TRECHO DO TEXTO:
--------------------------------------------------

Com contrarrazões, vieram os autos a esta Corte para julgamento.
É o relatório.
VOTO
A decisão impugnada não se sujeita a reexame necessário. A questão de fundo restou decidida pelo Plenário do Supremo Tribunal Federal, no julgamento do Recurso Extraordinário nº 564354, DJe de 15-02-2011. Incidente, assim, a hipótese de dispensa, constante do art. 496, §4º, inc. II, do NCPC.
Decadência
O art. 103, caput, da Lei 8.213/91, dispõe que "É de dez anos o prazo de decadência de todo e qualquer direito ou ação do segurado ou beneficiário para a revisão do ato de concessão de benefício (...)".
A discussão da aplicação dos limites das ECs n. 20/98 e n. 41/2003 diz respeito ao estabelecimento de critérios de evolução da renda mensal e não ao recálculo da renda mensal inicial ou de qualquer critério pertinente ao ato de concessão do benefício.
Em tais condições, não há falar em decadência.
Emendas Constitucionais n. 20/98 e n. 41/2003 - reflexos das alterações dos tetos nos benefícios previdenciários concedidos antes da sua vigência
A matéria discutida nestes autos, acerca dos novos limites máximos dos valores dos benefícios do Regime Geral de Previdência Social, fixados pelas Emendas Constitucionais n. 20 de 1998 e n. 41 de 2003, já foi objeto de apreciação pelo Colendo Supremo Tribunal Federal, por ocasião do julgamento do RE n. 564354, cuja decisão foi publicada em 15-02-2011, e cuja questão constitucional suscitada foi reconhecida como sendo de repercussão geral.
Eis a ementa:
DIREITOS CONSTITUCIONAL E PREVIDENCIÁRIO. REVISÃO DE BENEFÍCIO. ALTERAÇÃO NO TETO DOS BENEFÍCIOS DO REGIME GERAL DE PREVIDÊNCIA. REFLEXOS NOS BENEFÍCIOS CONCEDIDOS ANTES DA ALTERAÇÃO. EMENDAS CONSTITUCIONAIS 20/1998 E 41/2003. DIREITO INTERTEMPORAL: ATO JURÍDICO PERFEITO. NECESSIDADE DE INTERPRETAÇÃO DA LEI INFRACONSTITUCIONAL. AUSÊNCIA DE OFENSA AO PRINCÍPIO DA IRRETROATIVIDADE DAS LEIS. RECURSO EXTRAORDINÁRIO A QUE SE NEGA PROVIMENTO.

--------------------------------------------------

MATERIAL FORNECIDO:
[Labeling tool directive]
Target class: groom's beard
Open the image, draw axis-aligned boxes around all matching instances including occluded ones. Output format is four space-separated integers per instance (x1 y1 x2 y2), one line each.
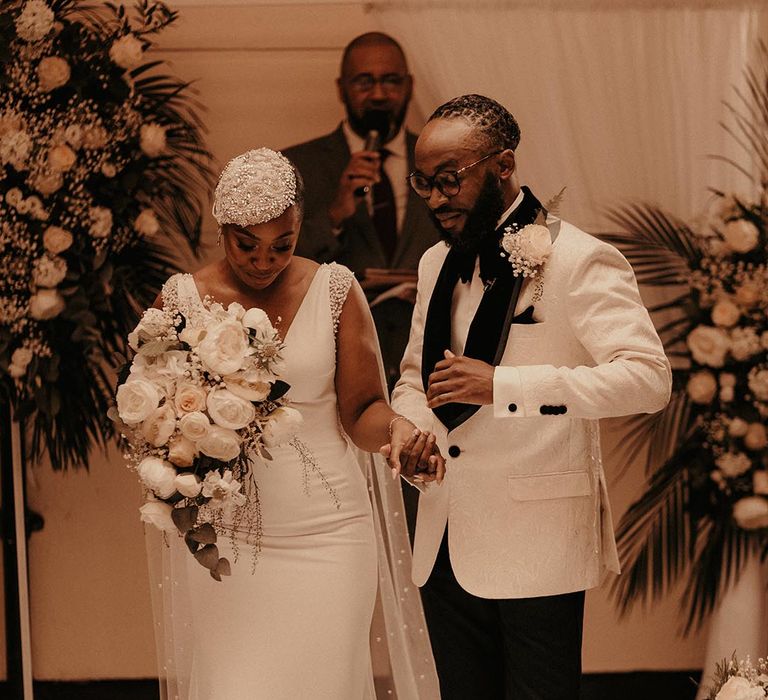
429 173 506 255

--------------------------------------------------

COMANDO A:
Segundo o trecho, qual é o prazo de decadência fixado pelo art. 103, caput, da Lei 8.213/91?
COMANDO B:
Troque "Colendo" por "Egrégio" e escreva de novo a passagem do trecho que vai de "A discussão da" até "de repercussão geral.".
Use somente o trecho para responder.

RESPOSTA CORRETA A:
Dez anos.

RESPOSTA CORRETA B:
A discussão da aplicação dos limites das ECs n. 20/98 e n. 41/2003 diz respeito ao estabelecimento de critérios de evolução da renda mensal e não ao recálculo da renda mensal inicial ou de qualquer critério pertinente ao ato de concessão do benefício.
Em tais condições, não há falar em decadência.
Emendas Constitucionais n. 20/98 e n. 41/2003 - reflexos das alterações dos tetos nos benefícios previdenciários concedidos antes da sua vigência
A matéria discutida nestes autos, acerca dos novos limites máximos dos valores dos benefícios do Regime Geral de Previdência Social, fixados pelas Emendas Constitucionais n. 20 de 1998 e n. 41 de 2003, já foi objeto de apreciação pelo Egrégio Supremo Tribunal Federal, por ocasião do julgamento do RE n. 564354, cuja decisão foi publicada em 15-02-2011, e cuja questão constitucional suscitada foi reconhecida como sendo de repercussão geral.